Le pointillisme, d’une technique à un courant artistique
Le pointillisme est un terme qui renvoie à un courant artistique et à une technique de peinture par touche théorisée par Georges Seurat dans les années 1880. Le pointillisme est la technique de prédilection des artistes du courant néo-impressionniste ce qui explique l’interchangeabilité des termes pour le désigner.
Contexte d’émergence du pointillisme
Le mouvement impressionniste
La seconde moitié du XIXème siècle est marquée par le mouvement impressionniste. Ce dernier nait en réaction à l’art académique, les impressionnistes mettent en avant la couleur, la luminosité et le mouvement plutôt que la technicité du dessin. Le mouvement impressionniste regroupe de nombreux artistes aux styles très différents dont Edouard Manet, Edgar Degas, Claude Monet, Camille Pissarro et Berthe Morisot ne sont que des exemples. Du mouvement impressionniste se dégage plusieurs courants dans les années 1880-1890, dont le néo-impressionnisme ou pointillisme qui nous intéresse ici.
Michel-Eugène Chevreul et La loi du contraste simultanée des couleurs
Le néo-impressionnisme ou pointillisme provient de l’intérêt de Georges Seurat pour des travaux scientifiques dédiés à la couleur, notamment ceux d’un chimiste français, Michel-Eugène Chevreul et plus particulièrement de son ouvrage De la loi du contraste simultané des couleurs1. Il y est établi que la perception d’une couleur est dépendante de sa proximité ou non avec d’autres, principe sur lequel plusieurs illusions d’optiques sont créées. Georges Seurat s’intéressera aussi aux travaux d’un physicien américain, Ogden Rood2, qui travaillera sur la composition et décomposition de la lumière.
De ces lectures, Georges Seurat se lancera dans l’expérimentation de nouvelles techniques et théorisera ce qui sera sarcastiquement nommé pointillisme par le critique d’art Arsène Alexandre, alors détracteur du courant.
Les couleurs sont divisées en points distincts de couleur différentes afin d’obtenir des nuances colorées par juxtapositions et non par mélange de pigment préalable à l’application de peinture sur la toile. Ainsi, en se tenant à distance d’une œuvre, les points se troublent et se fondent pour faire apparaître une image aux nombreuses nuances.
De Georges Seurat à Paul Signac
En 1899, huit ans après la mort de Georges Seurat, Paul Signac publiera un essai : D’Eugène Delacroix au néo-impressionnisme3, dans lequel il inscrit le néo-impressionnisme comme héritier d’Eugène Delacroix, peintre de talent reconnu, afin de légitimer le mouvement. La technique pointilliste est rapprochée de celle du flochetage qu’utilisait Delacroix, dans laquelle l’application de peinture se réalise par hachurage de différentes couleurs juxtaposées.

• Matériel d'étude:
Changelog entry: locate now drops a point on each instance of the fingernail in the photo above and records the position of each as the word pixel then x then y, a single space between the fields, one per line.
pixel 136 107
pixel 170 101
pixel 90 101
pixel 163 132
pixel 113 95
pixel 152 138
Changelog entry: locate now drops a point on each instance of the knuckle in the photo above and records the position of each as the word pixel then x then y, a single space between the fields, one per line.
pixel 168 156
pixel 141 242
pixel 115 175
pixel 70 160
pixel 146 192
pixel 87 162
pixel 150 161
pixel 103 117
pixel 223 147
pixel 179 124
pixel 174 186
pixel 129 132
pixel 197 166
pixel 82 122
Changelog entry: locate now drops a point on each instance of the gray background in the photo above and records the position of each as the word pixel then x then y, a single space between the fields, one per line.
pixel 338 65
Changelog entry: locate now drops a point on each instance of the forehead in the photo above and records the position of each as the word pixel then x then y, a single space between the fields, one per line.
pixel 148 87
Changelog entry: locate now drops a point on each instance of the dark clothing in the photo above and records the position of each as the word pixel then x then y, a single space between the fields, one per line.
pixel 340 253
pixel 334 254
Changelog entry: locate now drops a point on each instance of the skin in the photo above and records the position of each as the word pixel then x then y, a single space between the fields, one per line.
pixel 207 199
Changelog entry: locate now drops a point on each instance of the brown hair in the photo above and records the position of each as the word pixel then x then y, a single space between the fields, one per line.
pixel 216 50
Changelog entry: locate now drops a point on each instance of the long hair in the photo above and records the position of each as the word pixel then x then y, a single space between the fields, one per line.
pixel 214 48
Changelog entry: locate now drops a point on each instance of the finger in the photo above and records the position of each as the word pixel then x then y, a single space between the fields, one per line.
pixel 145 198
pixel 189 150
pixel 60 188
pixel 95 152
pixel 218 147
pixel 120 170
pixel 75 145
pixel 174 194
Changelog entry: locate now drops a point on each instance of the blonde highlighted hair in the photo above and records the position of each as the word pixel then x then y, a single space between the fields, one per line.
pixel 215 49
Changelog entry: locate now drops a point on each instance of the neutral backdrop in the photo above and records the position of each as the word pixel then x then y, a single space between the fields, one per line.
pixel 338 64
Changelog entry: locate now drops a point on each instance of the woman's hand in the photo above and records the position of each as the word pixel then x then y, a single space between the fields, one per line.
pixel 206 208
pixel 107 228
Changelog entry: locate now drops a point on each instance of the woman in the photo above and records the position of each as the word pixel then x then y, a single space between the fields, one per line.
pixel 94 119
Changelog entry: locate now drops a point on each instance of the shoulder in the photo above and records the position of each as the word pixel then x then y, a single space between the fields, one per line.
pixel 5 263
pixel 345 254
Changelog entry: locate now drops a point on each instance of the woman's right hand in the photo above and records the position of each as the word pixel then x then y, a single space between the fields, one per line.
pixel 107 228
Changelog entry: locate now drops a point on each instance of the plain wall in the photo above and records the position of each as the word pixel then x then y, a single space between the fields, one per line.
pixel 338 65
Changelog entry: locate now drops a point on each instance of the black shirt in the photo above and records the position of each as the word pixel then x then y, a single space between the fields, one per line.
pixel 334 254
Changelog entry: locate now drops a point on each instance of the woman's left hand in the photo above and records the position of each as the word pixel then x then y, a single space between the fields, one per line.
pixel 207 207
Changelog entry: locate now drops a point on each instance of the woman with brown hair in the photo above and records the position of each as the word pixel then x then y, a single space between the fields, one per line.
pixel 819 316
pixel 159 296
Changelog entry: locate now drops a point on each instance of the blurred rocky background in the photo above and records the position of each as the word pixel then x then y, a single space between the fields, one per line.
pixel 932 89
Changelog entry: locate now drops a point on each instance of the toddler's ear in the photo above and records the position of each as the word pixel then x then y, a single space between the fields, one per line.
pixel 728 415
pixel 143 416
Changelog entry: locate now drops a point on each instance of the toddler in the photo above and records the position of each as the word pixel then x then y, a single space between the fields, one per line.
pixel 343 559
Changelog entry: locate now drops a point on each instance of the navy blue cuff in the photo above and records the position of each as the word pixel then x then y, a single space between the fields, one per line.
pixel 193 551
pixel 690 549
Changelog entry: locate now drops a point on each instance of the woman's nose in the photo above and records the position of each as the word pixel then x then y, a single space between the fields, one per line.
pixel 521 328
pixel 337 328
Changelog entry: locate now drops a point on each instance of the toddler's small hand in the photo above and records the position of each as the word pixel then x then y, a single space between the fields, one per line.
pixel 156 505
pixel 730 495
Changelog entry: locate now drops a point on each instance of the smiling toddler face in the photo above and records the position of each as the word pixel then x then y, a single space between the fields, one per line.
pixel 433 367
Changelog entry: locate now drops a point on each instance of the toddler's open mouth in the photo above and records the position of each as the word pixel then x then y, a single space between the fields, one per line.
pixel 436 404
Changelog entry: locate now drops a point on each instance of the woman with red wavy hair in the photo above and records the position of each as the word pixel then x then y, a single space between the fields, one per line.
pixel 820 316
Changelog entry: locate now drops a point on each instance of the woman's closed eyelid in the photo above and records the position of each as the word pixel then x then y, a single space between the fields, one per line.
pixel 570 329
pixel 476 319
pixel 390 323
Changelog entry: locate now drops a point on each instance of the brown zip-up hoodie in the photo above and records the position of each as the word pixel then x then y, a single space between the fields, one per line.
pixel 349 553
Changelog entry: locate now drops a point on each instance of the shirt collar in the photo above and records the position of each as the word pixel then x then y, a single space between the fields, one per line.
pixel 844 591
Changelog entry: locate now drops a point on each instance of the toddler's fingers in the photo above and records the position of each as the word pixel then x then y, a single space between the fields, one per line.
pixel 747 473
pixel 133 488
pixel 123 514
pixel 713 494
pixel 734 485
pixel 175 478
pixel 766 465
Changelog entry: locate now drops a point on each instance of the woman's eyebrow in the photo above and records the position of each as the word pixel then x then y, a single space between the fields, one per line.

• Consigne:
Poursuivez le texte sur le pointillisme à partir de la dernière phrase de l'extrait retenu. Les items forment un matériel distinct du texte.

• Résultat attendu:
Dans son essai, Paul Signac théorise le pointillisme ou “touche divisée” et nomme la technique divisionnisme ou chromo-luminarisme. Le divisionnisme fera par la suite référence à une technique proche du pointillisme, mais dans laquelle les théories scientifiques ont moins de poids. Les “points” de couleurs pourront se faire plus grand ou moins régulier, laissant transparaître plus de mouvement que les toiles pointillistes du début du courant néo-impressionniste. Il apparaît aussi une théorie des lignes en plus des couleurs, afin de véhiculer au mieux les émotions. Des couleurs chaudes créant une ligne montante (de gauche à droite) véhiculent des sentiments positifs, tandis que des couleurs froides en ligne descendantes évoquent des sentiments plus tristes.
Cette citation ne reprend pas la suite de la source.